* [WHAT YOU WILL DO]: Transcribe verbatim the portion of the forum thread on water getting into the car, starting at "However, upon seeing" and ending at "Good discussion.".

--- START PASSAGE GIVEN ---

I went forward with the solution on post #18 in this thread - I stuffed a plastic garbage bag in there, and secured with a zip tie.

I've been reluctant to use a plastic bagged solution thinking needs to breath. A plastic cover over the top with stand offs for breathing would probably be best. Was thinking of using thermal plastic as a DIY manufacturing solution.

However, upon seeing the HV battery further down below as another water ingress target. I decided for now to just check for good weather days before using the car (garaged, retired) Obviously not great solutions for cars in frequent use. The complete solution seems quite daunting so I've put it off for now. Water has entry points from windshield run off, wheel liner holes, and along the hood seams under the plastic frunk cover. Probably need some kind of plastic liner over the entire firewall/bulkhead area with built-in water run off channels below the cowl might be whats needed along with solutions for the wheel liner and hood seams. Need a bit of studying on cars with matured water intrusion designs and lot of trial and error testing solutions in rain and potholes of standing water.
 
@howardc64
Good discussion.
As a component with forced internal cooling, I would discuss further the need for breathing, or forced external convection.
While external cooling may contribute, if I was designing this part, I would put my money and design on the internal cooling, and have the external cooling as free lunch, and not required.

--- END PASSAGE GIVEN ---
--- START SUPPLIED MATERIAL ---

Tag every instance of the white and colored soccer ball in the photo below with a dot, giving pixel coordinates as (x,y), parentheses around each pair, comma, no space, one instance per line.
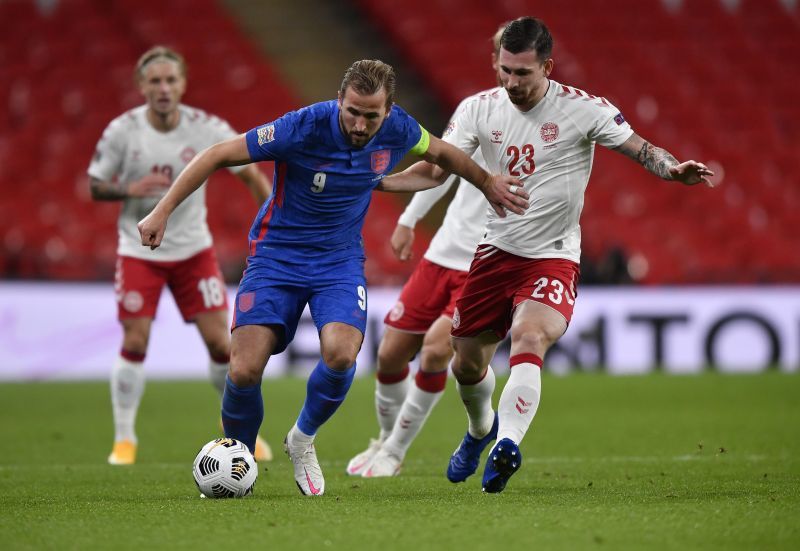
(225,468)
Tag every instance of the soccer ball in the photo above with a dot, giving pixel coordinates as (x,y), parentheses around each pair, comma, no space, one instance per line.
(225,468)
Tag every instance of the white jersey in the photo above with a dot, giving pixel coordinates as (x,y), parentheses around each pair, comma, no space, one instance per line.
(550,149)
(131,148)
(464,224)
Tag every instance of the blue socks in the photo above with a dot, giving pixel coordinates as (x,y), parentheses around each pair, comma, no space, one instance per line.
(242,412)
(325,392)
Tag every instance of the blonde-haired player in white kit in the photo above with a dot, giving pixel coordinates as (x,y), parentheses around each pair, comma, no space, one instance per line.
(421,320)
(525,272)
(137,157)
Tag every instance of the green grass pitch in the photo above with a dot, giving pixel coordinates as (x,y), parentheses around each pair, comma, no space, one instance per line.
(650,462)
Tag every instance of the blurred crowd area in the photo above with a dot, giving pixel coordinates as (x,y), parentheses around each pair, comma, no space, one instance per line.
(710,80)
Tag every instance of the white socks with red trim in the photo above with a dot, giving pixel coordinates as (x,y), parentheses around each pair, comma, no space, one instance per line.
(127,387)
(520,397)
(423,395)
(390,393)
(477,399)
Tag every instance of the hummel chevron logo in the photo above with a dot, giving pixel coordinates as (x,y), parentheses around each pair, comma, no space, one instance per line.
(522,406)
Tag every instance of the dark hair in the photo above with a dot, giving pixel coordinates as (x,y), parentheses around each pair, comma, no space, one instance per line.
(159,52)
(368,77)
(528,33)
(497,36)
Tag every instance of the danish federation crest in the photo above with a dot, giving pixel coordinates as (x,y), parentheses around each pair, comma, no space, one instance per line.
(379,161)
(549,132)
(456,319)
(397,312)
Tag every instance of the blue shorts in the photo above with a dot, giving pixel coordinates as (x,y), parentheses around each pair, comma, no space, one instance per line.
(276,293)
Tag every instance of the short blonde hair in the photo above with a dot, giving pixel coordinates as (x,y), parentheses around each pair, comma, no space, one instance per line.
(155,53)
(368,77)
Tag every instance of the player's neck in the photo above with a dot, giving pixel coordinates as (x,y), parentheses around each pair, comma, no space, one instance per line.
(164,122)
(535,98)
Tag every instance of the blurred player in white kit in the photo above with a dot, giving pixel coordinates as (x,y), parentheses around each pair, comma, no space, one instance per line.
(525,272)
(421,320)
(136,160)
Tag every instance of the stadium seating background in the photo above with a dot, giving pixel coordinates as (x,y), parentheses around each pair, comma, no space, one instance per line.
(698,77)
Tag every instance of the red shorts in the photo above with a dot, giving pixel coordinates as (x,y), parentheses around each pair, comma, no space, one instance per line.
(498,281)
(429,293)
(196,284)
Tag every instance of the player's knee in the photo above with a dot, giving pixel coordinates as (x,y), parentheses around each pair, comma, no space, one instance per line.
(340,358)
(243,376)
(390,360)
(465,369)
(435,355)
(535,340)
(135,341)
(218,349)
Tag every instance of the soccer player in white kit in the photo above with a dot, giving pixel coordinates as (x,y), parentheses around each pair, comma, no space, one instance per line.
(136,159)
(421,320)
(525,271)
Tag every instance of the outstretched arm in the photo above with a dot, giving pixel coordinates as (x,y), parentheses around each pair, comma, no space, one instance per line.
(661,163)
(502,192)
(228,153)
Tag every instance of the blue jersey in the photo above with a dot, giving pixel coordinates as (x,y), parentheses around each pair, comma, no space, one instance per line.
(322,185)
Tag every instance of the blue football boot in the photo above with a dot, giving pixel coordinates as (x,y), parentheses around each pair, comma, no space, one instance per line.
(464,461)
(503,461)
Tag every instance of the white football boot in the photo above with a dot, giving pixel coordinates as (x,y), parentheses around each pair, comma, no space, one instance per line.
(359,463)
(307,472)
(385,463)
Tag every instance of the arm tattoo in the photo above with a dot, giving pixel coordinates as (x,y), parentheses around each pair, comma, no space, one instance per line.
(656,160)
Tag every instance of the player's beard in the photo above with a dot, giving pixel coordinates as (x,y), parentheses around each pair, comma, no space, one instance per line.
(517,97)
(358,139)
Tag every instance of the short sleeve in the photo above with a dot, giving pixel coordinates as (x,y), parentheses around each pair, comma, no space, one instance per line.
(220,131)
(274,140)
(109,153)
(462,131)
(609,127)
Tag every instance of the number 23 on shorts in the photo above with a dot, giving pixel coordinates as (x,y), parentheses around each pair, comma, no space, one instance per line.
(552,290)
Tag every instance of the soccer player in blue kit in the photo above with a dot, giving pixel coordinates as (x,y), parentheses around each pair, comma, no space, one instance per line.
(305,243)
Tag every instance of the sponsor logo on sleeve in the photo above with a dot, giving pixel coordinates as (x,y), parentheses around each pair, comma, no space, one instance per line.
(265,134)
(397,312)
(456,319)
(246,301)
(379,161)
(187,154)
(549,132)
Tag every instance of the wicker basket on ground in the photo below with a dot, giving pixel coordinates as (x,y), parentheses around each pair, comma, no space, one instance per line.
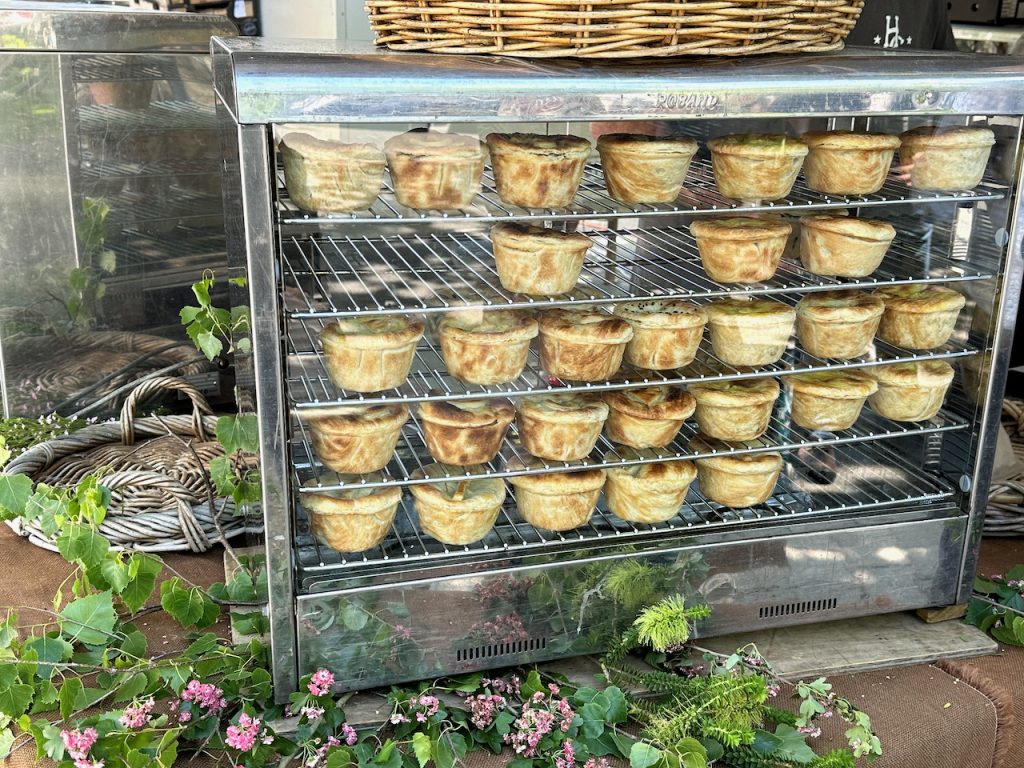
(156,468)
(613,29)
(1005,515)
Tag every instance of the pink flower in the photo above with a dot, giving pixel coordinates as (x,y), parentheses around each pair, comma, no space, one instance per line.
(321,682)
(78,742)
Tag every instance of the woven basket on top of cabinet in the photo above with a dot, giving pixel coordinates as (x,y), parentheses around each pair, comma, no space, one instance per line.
(613,29)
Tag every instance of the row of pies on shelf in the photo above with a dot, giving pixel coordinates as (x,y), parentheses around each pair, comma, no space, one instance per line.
(565,427)
(442,171)
(460,512)
(370,354)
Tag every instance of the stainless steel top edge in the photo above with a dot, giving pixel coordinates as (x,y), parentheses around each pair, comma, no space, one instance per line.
(105,29)
(321,81)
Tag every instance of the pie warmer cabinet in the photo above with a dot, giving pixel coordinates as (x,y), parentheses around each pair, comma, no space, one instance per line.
(897,528)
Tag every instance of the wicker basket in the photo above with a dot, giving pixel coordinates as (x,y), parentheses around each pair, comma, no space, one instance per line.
(1005,515)
(613,29)
(161,496)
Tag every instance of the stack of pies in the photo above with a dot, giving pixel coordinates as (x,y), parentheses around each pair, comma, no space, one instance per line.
(329,176)
(434,171)
(537,260)
(646,418)
(537,171)
(740,249)
(753,332)
(644,169)
(838,324)
(666,332)
(465,432)
(583,344)
(352,519)
(368,354)
(829,400)
(734,410)
(919,316)
(357,438)
(486,347)
(562,427)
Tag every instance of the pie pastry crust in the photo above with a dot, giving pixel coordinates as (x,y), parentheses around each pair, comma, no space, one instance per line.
(910,391)
(740,249)
(368,354)
(538,260)
(647,493)
(734,410)
(583,344)
(848,163)
(754,167)
(843,246)
(457,512)
(919,316)
(538,171)
(435,171)
(667,333)
(829,400)
(329,176)
(646,418)
(645,169)
(840,325)
(486,347)
(753,332)
(357,438)
(464,432)
(558,501)
(946,160)
(352,519)
(562,427)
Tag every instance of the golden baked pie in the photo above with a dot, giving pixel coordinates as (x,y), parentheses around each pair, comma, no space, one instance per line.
(649,417)
(563,427)
(357,438)
(666,332)
(843,246)
(740,249)
(434,171)
(558,501)
(646,493)
(910,391)
(583,344)
(329,176)
(756,166)
(946,160)
(838,324)
(919,316)
(368,354)
(538,171)
(465,432)
(753,332)
(847,162)
(352,519)
(538,260)
(457,512)
(644,169)
(734,410)
(486,347)
(736,480)
(829,400)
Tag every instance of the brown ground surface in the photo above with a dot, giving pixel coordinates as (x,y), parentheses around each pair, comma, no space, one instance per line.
(926,717)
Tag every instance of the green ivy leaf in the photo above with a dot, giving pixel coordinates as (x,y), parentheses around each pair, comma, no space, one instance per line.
(89,620)
(421,747)
(14,493)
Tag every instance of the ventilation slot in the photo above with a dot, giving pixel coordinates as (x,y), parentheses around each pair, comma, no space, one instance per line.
(792,609)
(500,649)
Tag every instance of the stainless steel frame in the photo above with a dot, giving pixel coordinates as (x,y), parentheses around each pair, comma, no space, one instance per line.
(899,526)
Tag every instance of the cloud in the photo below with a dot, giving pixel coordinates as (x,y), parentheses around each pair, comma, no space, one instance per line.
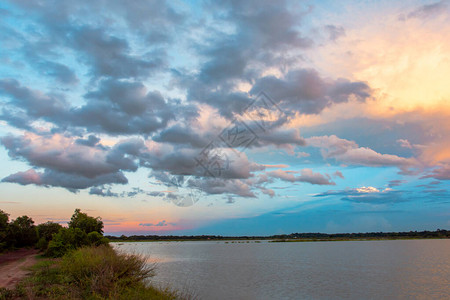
(306,175)
(305,91)
(394,183)
(441,172)
(349,152)
(72,182)
(338,174)
(101,191)
(428,10)
(404,143)
(159,224)
(369,195)
(223,186)
(334,32)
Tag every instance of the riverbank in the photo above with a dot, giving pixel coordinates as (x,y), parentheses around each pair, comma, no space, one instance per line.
(90,273)
(14,266)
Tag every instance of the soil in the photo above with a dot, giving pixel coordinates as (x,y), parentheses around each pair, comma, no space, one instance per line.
(14,266)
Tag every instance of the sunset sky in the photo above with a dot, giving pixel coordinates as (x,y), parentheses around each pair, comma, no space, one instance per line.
(104,104)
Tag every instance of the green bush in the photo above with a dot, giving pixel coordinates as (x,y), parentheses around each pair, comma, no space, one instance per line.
(96,239)
(86,223)
(45,232)
(65,240)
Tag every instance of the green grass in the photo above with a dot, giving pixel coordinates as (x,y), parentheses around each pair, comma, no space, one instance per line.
(91,273)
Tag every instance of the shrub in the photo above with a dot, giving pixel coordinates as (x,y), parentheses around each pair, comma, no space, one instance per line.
(65,240)
(100,270)
(96,239)
(85,223)
(22,232)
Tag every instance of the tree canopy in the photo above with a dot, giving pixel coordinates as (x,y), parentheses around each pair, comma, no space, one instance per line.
(86,223)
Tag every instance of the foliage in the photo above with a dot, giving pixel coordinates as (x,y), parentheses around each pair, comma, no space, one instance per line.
(96,239)
(86,223)
(4,223)
(22,232)
(45,233)
(65,240)
(91,273)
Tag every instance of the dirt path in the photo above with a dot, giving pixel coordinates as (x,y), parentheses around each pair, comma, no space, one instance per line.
(13,266)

--- END SUPPLIED MATERIAL ---

* [SOLUTION]:
However, upon seeing the HV battery further down below as another water ingress target. I decided for now to just check for good weather days before using the car (garaged, retired) Obviously not great solutions for cars in frequent use. The complete solution seems quite daunting so I've put it off for now. Water has entry points from windshield run off, wheel liner holes, and along the hood seams under the plastic frunk cover. Probably need some kind of plastic liner over the entire firewall/bulkhead area with built-in water run off channels below the cowl might be whats needed along with solutions for the wheel liner and hood seams. Need a bit of studying on cars with matured water intrusion designs and lot of trial and error testing solutions in rain and potholes of standing water.
 
@howardc64
Good discussion.